* [YOUR OBJECTIVE] Please reproduce the passage on mantra meditation below in full, word for word.

* [EXCERPT]
Mantra meditation has been stereotyped and charicatured in Western culture. However, if viewed merely as “sound prayer” it can be more easily understood within the context of our Judeo-Christian culture. Gregorian chant and the liturgy of the Catholic Church dating from the middle ages and renaissance are examples of sound prayer. Many sources teach that it is not the particular sound that is holy – in other words, it is not necessary for a Westerner to repeat a Sanskrit mantra such as “AUM” or “Om Nama Shivaya” to achieve results. The mantra “so-ham” or “ham-sa” is supposed to represent the sound of the breath. A Westerner can use a sound from his or her own spiritual experience, such as “God,” “love,” “Jesus,” etc.

The Mantra is associated with the yoga of devotion – in Eastern terms, Bhakti Yoga. The “Teacher” or “guru” is the focus of the practiitioner’s devotion. We are not talking about blind devotion and total subservience, rather an informed gratitude towards the teacher for passing on teachings that have really made a positive difference in the quality of one’s life.

* [DATA RECORDS]
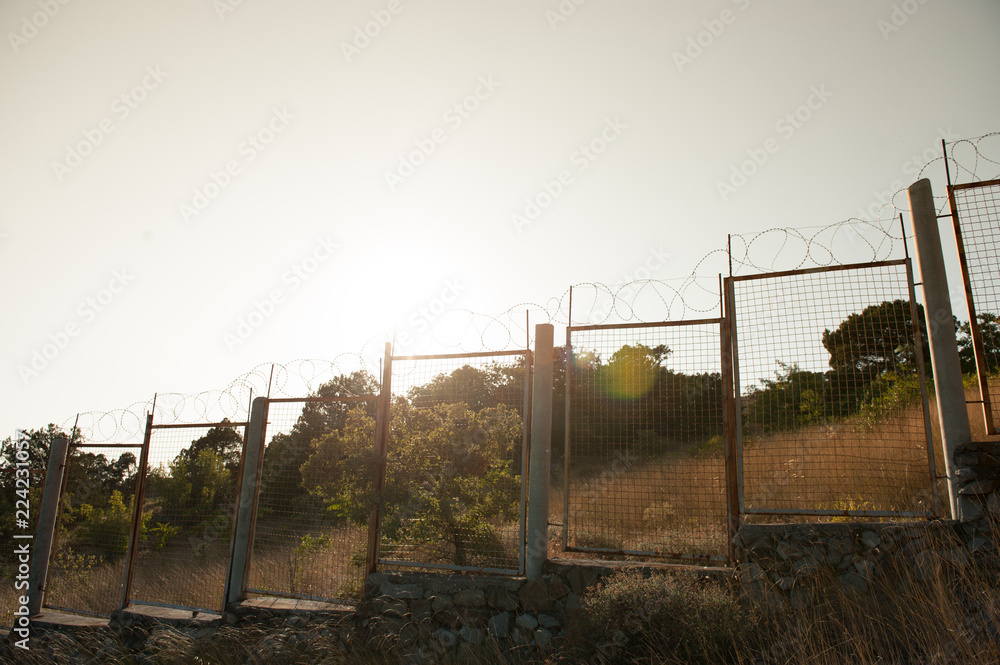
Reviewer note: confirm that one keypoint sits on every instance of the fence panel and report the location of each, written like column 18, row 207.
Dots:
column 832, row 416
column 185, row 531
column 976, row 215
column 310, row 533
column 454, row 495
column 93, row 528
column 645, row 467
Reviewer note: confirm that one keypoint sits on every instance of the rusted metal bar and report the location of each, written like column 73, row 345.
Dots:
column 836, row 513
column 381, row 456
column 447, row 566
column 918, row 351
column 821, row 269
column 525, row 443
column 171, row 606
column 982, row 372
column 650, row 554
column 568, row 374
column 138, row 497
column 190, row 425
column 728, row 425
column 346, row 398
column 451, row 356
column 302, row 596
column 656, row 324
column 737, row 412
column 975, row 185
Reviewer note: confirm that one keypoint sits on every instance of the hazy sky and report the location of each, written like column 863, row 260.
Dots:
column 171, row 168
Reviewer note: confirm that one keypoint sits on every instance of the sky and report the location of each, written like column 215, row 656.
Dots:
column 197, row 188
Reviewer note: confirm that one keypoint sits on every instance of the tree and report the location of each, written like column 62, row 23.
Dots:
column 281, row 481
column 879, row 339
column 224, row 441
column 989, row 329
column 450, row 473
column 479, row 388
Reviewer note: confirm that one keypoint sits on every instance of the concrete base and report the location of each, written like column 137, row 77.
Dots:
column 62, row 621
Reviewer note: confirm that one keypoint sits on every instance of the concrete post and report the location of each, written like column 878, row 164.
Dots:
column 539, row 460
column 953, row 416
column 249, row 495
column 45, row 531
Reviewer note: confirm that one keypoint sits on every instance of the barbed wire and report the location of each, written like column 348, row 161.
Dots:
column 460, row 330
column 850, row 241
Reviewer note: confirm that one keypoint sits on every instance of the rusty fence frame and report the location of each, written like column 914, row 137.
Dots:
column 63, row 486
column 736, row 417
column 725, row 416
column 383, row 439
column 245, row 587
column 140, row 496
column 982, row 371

* [SOLUTION]
Mantra meditation has been stereotyped and charicatured in Western culture. However, if viewed merely as “sound prayer” it can be more easily understood within the context of our Judeo-Christian culture. Gregorian chant and the liturgy of the Catholic Church dating from the middle ages and renaissance are examples of sound prayer. Many sources teach that it is not the particular sound that is holy – in other words, it is not necessary for a Westerner to repeat a Sanskrit mantra such as “AUM” or “Om Nama Shivaya” to achieve results. The mantra “so-ham” or “ham-sa” is supposed to represent the sound of the breath. A Westerner can use a sound from his or her own spiritual experience, such as “God,” “love,” “Jesus,” etc.

The Mantra is associated with the yoga of devotion – in Eastern terms, Bhakti Yoga. The “Teacher” or “guru” is the focus of the practiitioner’s devotion. We are not talking about blind devotion and total subservience, rather an informed gratitude towards the teacher for passing on teachings that have really made a positive difference in the quality of one’s life.